| TASK |
Which lines in the records below contain the word "attic"? Return each of them.

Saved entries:
+ + + +
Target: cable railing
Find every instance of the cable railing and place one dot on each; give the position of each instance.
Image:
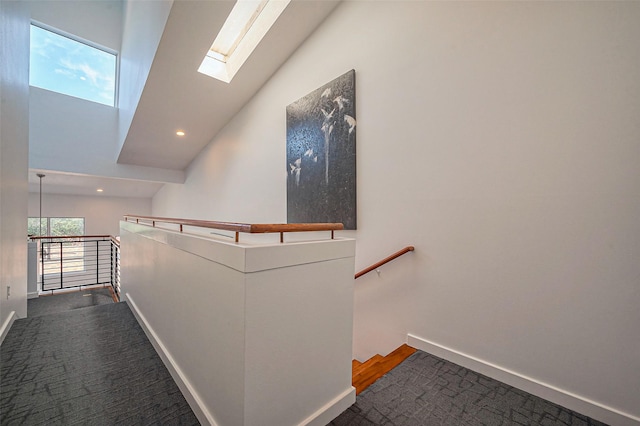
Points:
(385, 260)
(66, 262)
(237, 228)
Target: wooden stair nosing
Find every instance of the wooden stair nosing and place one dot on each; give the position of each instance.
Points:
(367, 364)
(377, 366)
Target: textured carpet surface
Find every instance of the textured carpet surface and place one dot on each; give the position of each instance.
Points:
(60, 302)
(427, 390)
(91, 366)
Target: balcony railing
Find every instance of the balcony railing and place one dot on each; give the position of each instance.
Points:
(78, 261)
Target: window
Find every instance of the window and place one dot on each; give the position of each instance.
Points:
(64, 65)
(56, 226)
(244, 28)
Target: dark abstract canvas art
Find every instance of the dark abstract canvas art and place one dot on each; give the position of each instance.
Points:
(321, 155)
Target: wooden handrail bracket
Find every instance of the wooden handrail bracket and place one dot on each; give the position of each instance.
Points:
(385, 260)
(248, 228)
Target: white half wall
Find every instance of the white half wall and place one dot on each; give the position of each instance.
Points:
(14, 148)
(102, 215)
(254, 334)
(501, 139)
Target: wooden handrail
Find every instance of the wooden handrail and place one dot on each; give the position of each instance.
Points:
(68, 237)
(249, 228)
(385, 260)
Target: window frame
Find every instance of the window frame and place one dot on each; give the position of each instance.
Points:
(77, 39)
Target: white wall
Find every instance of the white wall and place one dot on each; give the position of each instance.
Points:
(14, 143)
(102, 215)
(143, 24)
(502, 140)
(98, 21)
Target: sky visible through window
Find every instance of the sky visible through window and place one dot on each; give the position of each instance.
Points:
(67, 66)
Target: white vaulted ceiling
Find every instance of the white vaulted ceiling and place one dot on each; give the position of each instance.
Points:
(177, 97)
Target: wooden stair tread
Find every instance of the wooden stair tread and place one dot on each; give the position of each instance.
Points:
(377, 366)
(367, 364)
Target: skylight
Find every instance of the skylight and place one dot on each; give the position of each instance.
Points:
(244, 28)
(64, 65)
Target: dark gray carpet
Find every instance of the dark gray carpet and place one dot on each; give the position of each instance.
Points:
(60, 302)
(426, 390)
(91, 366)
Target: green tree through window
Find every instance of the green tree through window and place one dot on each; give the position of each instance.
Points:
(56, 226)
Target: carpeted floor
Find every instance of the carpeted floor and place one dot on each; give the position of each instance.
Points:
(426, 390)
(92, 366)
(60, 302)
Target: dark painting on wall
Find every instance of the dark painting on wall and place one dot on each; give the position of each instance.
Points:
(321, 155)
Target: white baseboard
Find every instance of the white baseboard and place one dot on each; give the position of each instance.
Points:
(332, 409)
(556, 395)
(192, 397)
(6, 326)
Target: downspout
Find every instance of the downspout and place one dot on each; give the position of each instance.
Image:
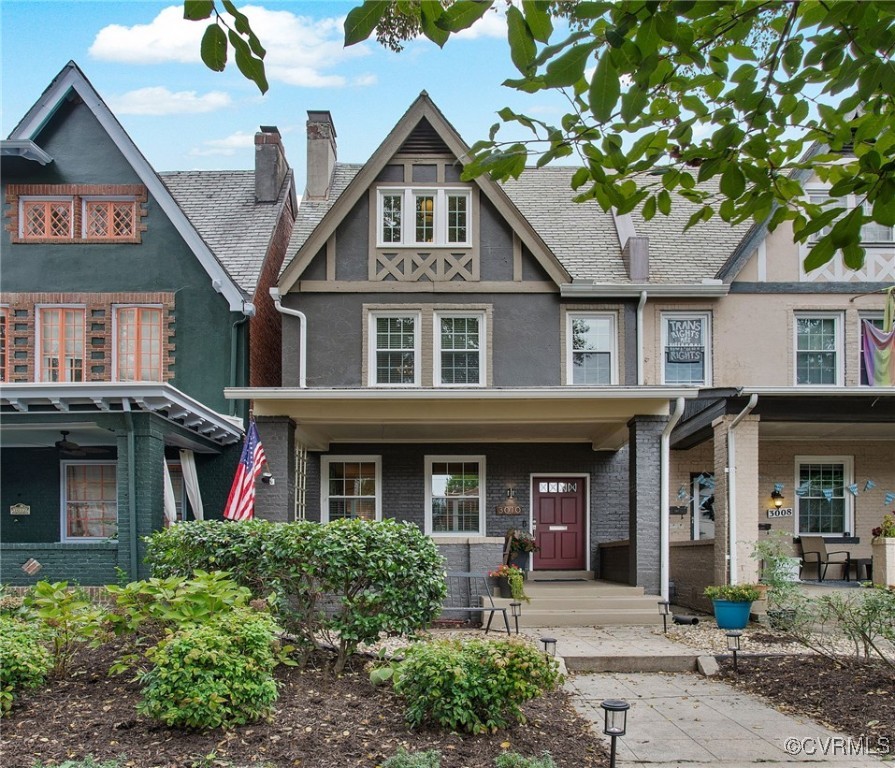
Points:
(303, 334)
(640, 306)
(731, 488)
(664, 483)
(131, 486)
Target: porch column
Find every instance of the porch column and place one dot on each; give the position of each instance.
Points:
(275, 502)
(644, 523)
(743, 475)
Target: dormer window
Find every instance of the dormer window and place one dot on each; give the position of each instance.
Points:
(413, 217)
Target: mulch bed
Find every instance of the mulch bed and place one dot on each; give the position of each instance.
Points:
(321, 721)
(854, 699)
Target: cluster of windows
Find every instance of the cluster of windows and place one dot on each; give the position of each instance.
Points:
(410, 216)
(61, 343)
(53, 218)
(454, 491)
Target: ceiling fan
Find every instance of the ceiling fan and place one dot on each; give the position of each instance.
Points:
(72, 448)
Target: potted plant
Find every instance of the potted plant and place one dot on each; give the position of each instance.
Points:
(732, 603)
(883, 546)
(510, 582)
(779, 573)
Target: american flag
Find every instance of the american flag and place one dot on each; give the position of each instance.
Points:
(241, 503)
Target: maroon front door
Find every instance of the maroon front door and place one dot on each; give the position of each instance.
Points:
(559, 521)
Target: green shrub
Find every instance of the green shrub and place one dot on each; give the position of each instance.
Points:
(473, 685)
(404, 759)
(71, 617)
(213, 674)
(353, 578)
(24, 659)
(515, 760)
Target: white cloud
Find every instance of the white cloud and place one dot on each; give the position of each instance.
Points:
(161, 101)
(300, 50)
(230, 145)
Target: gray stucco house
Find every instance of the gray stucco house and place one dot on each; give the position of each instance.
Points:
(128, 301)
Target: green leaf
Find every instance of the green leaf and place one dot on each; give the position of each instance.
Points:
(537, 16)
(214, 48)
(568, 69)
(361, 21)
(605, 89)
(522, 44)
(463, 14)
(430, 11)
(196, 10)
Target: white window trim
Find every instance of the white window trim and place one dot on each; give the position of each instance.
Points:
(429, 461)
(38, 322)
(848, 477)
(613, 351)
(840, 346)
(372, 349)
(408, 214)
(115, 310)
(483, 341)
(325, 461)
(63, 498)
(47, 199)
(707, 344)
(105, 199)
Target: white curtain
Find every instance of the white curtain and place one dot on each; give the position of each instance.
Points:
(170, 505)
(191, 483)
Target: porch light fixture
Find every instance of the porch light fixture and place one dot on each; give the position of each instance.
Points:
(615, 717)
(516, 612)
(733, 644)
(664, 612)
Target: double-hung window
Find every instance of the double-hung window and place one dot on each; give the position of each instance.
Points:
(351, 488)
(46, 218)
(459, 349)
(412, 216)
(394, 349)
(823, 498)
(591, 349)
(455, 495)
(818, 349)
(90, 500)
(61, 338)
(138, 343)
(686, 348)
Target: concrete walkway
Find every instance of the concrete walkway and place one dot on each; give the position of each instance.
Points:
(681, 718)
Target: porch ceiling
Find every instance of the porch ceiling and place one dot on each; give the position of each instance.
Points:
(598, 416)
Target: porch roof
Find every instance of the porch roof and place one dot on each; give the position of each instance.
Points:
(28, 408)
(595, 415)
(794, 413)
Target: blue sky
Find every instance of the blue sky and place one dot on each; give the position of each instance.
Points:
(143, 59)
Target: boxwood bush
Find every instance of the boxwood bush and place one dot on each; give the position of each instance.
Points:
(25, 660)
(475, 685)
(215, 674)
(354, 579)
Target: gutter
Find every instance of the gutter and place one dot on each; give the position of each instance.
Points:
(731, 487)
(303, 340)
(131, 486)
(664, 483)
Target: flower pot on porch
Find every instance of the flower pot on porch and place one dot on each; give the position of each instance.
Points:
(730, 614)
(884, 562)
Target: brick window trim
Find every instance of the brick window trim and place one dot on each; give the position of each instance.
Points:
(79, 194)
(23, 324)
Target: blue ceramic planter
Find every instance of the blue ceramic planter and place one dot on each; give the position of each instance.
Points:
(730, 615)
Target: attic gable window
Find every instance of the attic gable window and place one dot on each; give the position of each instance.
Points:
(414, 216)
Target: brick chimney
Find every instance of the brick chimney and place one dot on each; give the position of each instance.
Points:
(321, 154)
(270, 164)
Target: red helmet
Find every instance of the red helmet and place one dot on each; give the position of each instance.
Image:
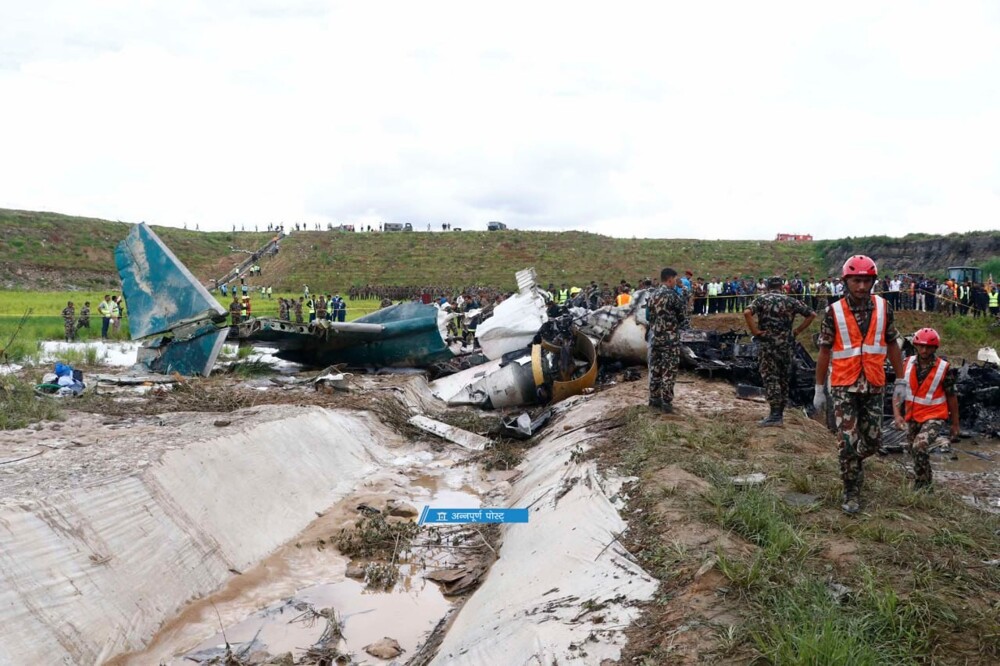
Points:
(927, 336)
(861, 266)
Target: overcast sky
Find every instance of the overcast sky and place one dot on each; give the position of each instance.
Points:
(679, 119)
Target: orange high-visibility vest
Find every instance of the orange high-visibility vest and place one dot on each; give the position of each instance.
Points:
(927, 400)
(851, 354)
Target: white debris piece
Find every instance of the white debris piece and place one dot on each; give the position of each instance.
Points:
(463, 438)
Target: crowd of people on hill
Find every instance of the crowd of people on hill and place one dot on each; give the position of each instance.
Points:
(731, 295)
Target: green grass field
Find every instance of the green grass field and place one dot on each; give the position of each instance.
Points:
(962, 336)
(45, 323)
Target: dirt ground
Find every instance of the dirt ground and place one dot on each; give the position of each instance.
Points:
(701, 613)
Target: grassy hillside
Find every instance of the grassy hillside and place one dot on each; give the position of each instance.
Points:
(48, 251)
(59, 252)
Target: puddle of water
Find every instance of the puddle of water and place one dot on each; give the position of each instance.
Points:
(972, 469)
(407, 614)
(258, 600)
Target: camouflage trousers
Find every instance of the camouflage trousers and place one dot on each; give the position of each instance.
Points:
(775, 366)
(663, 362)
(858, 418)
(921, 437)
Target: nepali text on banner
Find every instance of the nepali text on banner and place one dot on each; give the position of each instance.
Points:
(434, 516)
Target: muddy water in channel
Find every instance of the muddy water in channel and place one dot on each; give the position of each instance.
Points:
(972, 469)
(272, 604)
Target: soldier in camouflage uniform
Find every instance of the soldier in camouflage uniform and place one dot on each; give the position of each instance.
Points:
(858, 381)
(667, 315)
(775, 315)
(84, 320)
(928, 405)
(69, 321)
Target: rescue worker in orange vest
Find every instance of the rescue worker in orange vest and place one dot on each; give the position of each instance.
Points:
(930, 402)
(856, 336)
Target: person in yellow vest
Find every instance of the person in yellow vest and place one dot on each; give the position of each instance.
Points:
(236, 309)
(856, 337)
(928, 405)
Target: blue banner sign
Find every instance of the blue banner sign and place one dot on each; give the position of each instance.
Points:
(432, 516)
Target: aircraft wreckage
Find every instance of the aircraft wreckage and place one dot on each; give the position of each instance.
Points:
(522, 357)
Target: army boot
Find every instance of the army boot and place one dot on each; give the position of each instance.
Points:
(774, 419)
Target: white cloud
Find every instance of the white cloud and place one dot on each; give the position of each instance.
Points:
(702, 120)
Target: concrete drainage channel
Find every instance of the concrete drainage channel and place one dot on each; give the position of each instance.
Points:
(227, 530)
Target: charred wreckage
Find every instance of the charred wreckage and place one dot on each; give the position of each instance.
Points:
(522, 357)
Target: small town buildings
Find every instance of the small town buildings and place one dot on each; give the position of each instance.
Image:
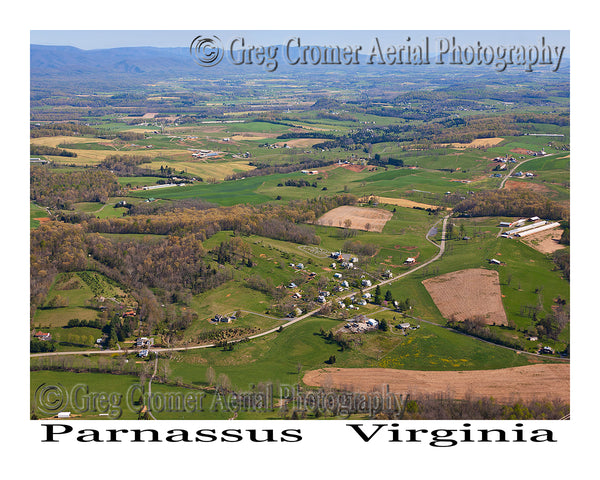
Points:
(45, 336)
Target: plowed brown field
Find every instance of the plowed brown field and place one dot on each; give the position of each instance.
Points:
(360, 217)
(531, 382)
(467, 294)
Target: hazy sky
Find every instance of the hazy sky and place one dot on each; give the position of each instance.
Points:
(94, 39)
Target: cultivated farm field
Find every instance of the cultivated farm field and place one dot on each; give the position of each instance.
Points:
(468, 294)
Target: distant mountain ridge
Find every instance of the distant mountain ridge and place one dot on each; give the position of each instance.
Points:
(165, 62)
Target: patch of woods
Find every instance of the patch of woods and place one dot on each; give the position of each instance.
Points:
+ + + +
| RESULT |
Target: attic gable window
Find every instance of the attic gable window and place one dot on each; give the position of each instance.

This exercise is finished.